**INPUT MATERIAL:**

—————

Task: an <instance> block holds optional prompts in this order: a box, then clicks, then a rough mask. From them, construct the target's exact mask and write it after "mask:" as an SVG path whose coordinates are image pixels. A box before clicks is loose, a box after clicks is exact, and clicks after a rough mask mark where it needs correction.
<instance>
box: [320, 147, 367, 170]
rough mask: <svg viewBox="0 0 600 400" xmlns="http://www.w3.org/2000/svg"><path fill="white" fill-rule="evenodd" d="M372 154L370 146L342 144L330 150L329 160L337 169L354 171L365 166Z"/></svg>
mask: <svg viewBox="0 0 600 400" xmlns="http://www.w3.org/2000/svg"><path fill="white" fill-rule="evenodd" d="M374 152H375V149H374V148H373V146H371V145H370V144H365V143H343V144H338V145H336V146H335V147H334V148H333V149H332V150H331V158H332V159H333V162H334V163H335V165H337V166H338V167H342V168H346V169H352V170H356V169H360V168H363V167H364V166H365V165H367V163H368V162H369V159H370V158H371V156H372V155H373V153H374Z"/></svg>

—————

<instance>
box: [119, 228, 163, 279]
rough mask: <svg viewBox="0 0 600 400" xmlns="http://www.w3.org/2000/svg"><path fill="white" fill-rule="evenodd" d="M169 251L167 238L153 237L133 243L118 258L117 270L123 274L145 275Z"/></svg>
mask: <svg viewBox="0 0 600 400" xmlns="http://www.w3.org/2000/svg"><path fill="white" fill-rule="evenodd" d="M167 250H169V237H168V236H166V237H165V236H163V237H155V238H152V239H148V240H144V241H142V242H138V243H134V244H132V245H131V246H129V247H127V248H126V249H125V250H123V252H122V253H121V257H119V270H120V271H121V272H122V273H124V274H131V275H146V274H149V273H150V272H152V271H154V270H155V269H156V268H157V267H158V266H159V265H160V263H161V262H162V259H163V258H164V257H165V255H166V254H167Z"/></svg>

—————

**WHAT THE TASK REQUIRES:** When you reach the line in the material above that holds "Task: an <instance>", begin reproducing lines exactly, and stop after the line that holds "box: [320, 147, 367, 170]".

**OUTPUT BELOW:**
Task: an <instance> block holds optional prompts in this order: a box, then clicks, then a rough mask. From them, construct the target's exact mask and write it after "mask:" as an SVG path whose coordinates are image pixels. A box before clicks is loose, a box after clicks is exact, and clicks after a rough mask mark where it needs correction.
<instance>
box: [320, 147, 367, 170]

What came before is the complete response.